● **求められる内容**
以下の項目のうち、文字列"woman"を含む行がいくつあるか、数字だけで答えよ。大文字と小文字は区別する。

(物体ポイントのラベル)
..............................

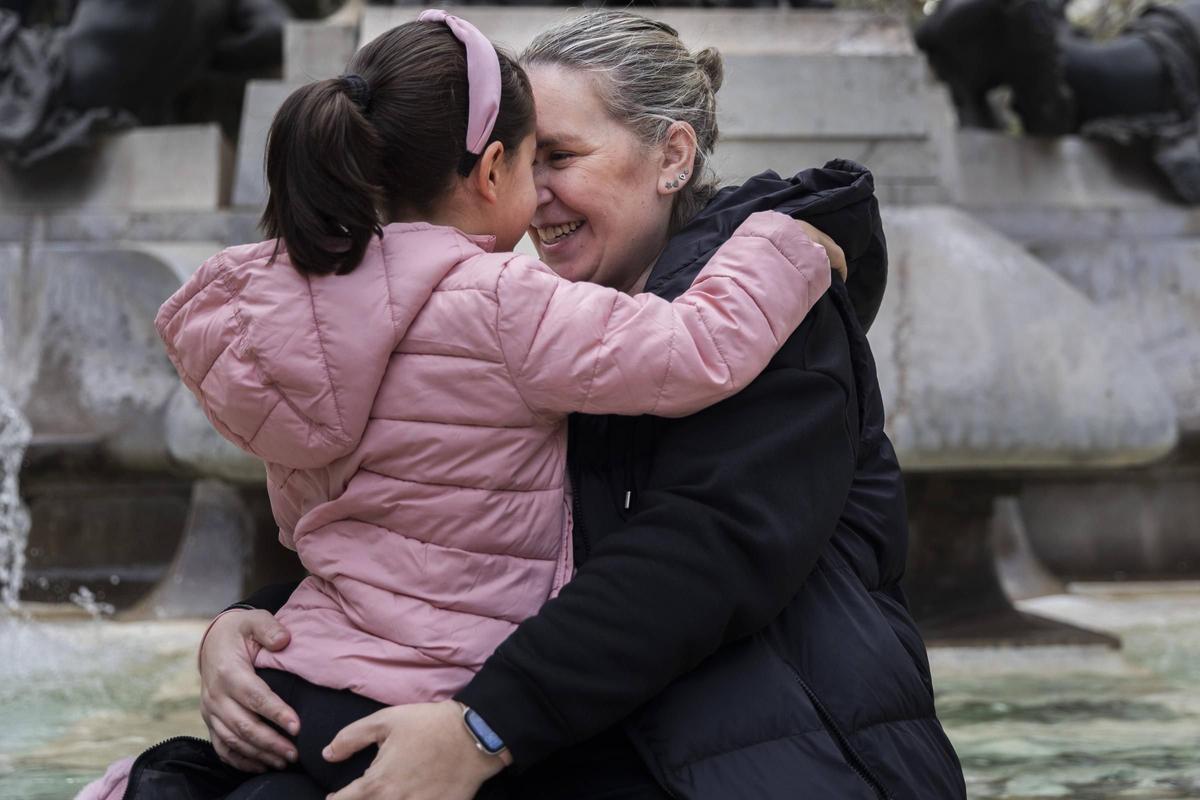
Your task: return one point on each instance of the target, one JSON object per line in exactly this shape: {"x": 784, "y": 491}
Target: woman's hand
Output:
{"x": 425, "y": 753}
{"x": 234, "y": 699}
{"x": 837, "y": 257}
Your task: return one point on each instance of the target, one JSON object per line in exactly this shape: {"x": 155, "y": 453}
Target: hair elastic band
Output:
{"x": 358, "y": 89}
{"x": 483, "y": 78}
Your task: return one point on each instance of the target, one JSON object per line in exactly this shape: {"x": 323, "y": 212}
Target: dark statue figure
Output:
{"x": 113, "y": 64}
{"x": 1140, "y": 89}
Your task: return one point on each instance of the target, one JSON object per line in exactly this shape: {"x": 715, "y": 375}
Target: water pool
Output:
{"x": 1081, "y": 723}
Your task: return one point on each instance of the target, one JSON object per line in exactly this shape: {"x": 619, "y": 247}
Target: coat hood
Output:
{"x": 287, "y": 366}
{"x": 839, "y": 199}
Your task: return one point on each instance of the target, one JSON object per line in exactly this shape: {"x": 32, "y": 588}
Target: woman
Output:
{"x": 736, "y": 627}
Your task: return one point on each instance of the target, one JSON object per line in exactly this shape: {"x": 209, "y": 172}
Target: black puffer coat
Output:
{"x": 737, "y": 602}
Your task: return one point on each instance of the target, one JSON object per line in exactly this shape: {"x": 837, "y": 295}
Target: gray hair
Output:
{"x": 648, "y": 82}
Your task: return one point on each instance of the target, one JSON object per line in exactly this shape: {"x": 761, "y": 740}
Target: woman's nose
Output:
{"x": 541, "y": 181}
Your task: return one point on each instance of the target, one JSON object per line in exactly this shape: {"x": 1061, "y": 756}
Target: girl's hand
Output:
{"x": 837, "y": 257}
{"x": 425, "y": 753}
{"x": 234, "y": 699}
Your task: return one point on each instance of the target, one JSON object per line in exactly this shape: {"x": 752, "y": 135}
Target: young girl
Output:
{"x": 407, "y": 385}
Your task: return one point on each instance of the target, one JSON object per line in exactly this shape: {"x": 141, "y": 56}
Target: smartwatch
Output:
{"x": 485, "y": 738}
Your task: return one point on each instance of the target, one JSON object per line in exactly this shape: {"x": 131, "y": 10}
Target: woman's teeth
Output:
{"x": 553, "y": 233}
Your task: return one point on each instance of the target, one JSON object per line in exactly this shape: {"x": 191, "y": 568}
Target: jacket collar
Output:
{"x": 839, "y": 198}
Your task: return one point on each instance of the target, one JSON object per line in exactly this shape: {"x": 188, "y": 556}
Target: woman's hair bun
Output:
{"x": 713, "y": 66}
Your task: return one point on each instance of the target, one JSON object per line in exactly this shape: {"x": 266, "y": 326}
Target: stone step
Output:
{"x": 1149, "y": 289}
{"x": 989, "y": 361}
{"x": 313, "y": 50}
{"x": 81, "y": 354}
{"x": 263, "y": 100}
{"x": 169, "y": 168}
{"x": 1066, "y": 188}
{"x": 749, "y": 30}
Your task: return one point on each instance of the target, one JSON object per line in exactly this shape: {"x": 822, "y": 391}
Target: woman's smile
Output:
{"x": 555, "y": 234}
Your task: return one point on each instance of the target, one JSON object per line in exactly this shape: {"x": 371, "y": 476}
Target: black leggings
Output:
{"x": 323, "y": 713}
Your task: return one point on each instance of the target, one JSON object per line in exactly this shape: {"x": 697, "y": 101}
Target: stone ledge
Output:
{"x": 989, "y": 361}
{"x": 750, "y": 30}
{"x": 145, "y": 169}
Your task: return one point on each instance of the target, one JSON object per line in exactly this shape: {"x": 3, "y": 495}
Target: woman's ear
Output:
{"x": 486, "y": 175}
{"x": 678, "y": 158}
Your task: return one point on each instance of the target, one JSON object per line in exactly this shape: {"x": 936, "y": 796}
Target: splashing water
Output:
{"x": 15, "y": 434}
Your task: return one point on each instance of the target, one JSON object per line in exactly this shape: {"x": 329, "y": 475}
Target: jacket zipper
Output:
{"x": 139, "y": 763}
{"x": 852, "y": 758}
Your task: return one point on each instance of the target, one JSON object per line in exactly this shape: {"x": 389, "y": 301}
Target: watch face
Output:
{"x": 484, "y": 733}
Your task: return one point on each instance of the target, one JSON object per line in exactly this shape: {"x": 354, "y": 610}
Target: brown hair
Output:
{"x": 341, "y": 152}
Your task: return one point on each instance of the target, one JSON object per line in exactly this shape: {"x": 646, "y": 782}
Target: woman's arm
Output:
{"x": 577, "y": 347}
{"x": 741, "y": 500}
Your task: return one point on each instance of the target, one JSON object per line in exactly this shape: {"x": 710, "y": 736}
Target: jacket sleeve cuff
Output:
{"x": 516, "y": 711}
{"x": 269, "y": 599}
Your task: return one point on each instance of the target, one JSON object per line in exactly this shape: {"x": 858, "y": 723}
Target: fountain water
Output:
{"x": 15, "y": 434}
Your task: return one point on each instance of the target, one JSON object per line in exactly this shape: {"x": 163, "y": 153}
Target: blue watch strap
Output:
{"x": 486, "y": 739}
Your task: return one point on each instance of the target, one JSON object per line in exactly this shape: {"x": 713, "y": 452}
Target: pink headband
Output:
{"x": 483, "y": 77}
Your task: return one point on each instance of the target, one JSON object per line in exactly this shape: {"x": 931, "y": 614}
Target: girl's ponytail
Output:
{"x": 322, "y": 157}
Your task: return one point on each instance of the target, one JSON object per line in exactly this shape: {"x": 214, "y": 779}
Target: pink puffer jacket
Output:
{"x": 412, "y": 419}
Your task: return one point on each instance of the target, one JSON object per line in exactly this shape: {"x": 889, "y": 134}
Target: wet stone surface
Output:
{"x": 1086, "y": 723}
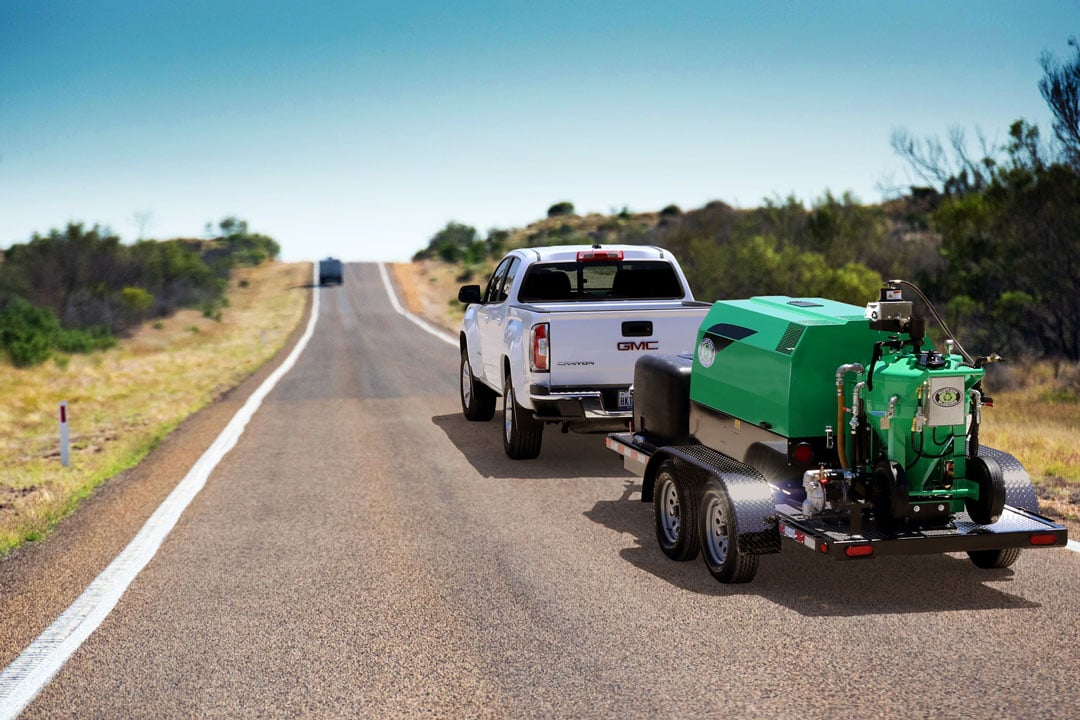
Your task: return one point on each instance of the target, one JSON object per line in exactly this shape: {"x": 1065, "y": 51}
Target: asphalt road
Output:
{"x": 365, "y": 552}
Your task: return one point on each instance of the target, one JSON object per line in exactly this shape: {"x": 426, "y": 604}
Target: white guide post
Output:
{"x": 64, "y": 436}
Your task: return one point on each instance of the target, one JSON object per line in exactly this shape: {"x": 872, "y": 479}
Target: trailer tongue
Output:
{"x": 838, "y": 428}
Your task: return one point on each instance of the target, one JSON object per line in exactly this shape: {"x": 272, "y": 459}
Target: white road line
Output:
{"x": 442, "y": 335}
{"x": 29, "y": 673}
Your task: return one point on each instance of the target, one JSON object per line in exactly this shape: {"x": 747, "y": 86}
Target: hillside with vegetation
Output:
{"x": 78, "y": 289}
{"x": 991, "y": 236}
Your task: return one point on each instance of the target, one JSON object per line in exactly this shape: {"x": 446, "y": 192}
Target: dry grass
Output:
{"x": 430, "y": 289}
{"x": 1036, "y": 417}
{"x": 123, "y": 402}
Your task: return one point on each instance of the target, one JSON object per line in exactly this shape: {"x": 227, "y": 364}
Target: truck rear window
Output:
{"x": 623, "y": 280}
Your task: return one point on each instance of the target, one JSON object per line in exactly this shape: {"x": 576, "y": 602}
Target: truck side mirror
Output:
{"x": 469, "y": 295}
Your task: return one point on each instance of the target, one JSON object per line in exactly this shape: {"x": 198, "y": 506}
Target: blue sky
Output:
{"x": 360, "y": 128}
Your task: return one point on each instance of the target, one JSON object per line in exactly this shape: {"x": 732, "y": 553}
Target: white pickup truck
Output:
{"x": 556, "y": 333}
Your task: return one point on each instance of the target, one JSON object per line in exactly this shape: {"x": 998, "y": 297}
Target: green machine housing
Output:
{"x": 845, "y": 406}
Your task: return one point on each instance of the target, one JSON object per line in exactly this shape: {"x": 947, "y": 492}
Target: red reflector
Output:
{"x": 802, "y": 453}
{"x": 590, "y": 256}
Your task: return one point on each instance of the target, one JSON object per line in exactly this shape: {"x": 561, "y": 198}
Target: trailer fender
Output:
{"x": 752, "y": 499}
{"x": 1020, "y": 492}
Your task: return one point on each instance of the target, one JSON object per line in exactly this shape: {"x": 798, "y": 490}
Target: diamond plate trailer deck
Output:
{"x": 842, "y": 537}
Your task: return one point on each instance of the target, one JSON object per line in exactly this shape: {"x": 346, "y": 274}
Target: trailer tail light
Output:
{"x": 859, "y": 551}
{"x": 539, "y": 349}
{"x": 595, "y": 256}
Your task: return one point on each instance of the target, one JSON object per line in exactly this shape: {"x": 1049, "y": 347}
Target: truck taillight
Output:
{"x": 593, "y": 256}
{"x": 541, "y": 357}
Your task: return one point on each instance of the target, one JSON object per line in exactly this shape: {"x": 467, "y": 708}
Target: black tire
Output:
{"x": 477, "y": 399}
{"x": 675, "y": 499}
{"x": 994, "y": 559}
{"x": 991, "y": 490}
{"x": 522, "y": 433}
{"x": 719, "y": 537}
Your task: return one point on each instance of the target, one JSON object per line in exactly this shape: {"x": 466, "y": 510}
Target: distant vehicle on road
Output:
{"x": 557, "y": 329}
{"x": 329, "y": 271}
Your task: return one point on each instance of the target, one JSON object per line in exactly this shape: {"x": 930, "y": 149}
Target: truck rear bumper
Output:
{"x": 593, "y": 409}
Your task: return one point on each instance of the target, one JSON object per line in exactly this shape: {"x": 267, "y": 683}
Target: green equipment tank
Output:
{"x": 851, "y": 407}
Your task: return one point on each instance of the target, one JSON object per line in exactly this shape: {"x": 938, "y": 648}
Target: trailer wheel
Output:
{"x": 994, "y": 559}
{"x": 991, "y": 491}
{"x": 675, "y": 506}
{"x": 522, "y": 433}
{"x": 477, "y": 399}
{"x": 719, "y": 538}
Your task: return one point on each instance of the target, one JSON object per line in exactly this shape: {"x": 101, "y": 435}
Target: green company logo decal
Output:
{"x": 947, "y": 397}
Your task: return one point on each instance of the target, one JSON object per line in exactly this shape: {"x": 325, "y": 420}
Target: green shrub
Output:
{"x": 27, "y": 333}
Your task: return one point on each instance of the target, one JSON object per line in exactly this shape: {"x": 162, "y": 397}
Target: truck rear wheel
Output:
{"x": 675, "y": 506}
{"x": 522, "y": 433}
{"x": 719, "y": 537}
{"x": 994, "y": 559}
{"x": 477, "y": 399}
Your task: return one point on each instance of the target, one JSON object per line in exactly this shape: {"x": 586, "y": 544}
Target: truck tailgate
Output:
{"x": 597, "y": 345}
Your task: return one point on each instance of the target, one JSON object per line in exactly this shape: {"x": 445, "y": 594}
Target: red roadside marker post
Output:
{"x": 64, "y": 436}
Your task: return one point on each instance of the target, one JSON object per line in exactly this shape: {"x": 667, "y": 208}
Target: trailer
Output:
{"x": 839, "y": 429}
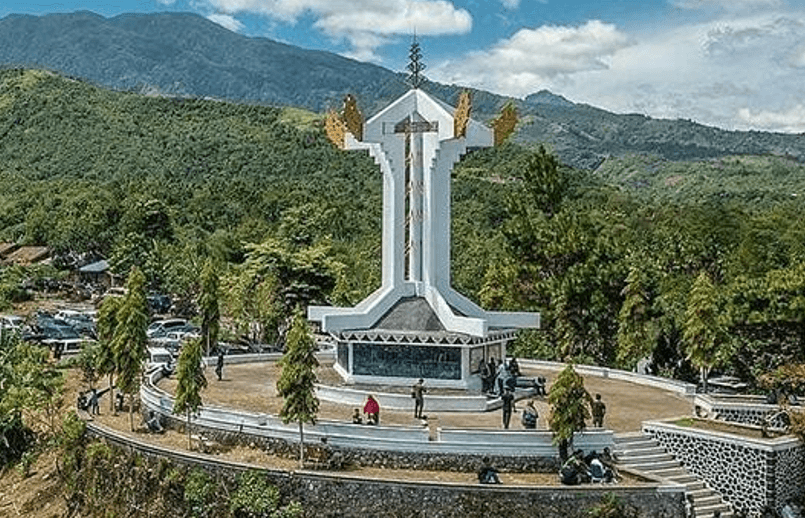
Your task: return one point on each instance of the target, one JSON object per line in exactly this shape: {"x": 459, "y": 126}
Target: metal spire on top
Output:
{"x": 416, "y": 66}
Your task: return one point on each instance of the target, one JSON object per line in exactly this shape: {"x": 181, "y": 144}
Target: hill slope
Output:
{"x": 186, "y": 54}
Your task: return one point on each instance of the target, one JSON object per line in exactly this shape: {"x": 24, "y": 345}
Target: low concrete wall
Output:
{"x": 743, "y": 409}
{"x": 680, "y": 387}
{"x": 334, "y": 495}
{"x": 234, "y": 425}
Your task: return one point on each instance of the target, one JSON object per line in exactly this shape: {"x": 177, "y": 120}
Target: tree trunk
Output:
{"x": 131, "y": 411}
{"x": 112, "y": 409}
{"x": 301, "y": 445}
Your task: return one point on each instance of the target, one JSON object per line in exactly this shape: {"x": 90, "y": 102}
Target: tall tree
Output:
{"x": 208, "y": 305}
{"x": 130, "y": 341}
{"x": 703, "y": 328}
{"x": 637, "y": 333}
{"x": 569, "y": 402}
{"x": 190, "y": 381}
{"x": 298, "y": 377}
{"x": 107, "y": 323}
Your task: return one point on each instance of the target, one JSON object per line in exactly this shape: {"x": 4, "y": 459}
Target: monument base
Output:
{"x": 399, "y": 358}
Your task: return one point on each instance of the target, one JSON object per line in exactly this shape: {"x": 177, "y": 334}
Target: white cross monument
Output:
{"x": 392, "y": 336}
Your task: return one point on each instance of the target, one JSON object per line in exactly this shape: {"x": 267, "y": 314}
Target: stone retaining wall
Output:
{"x": 749, "y": 473}
{"x": 749, "y": 410}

..............................

● **この課題の解答**
8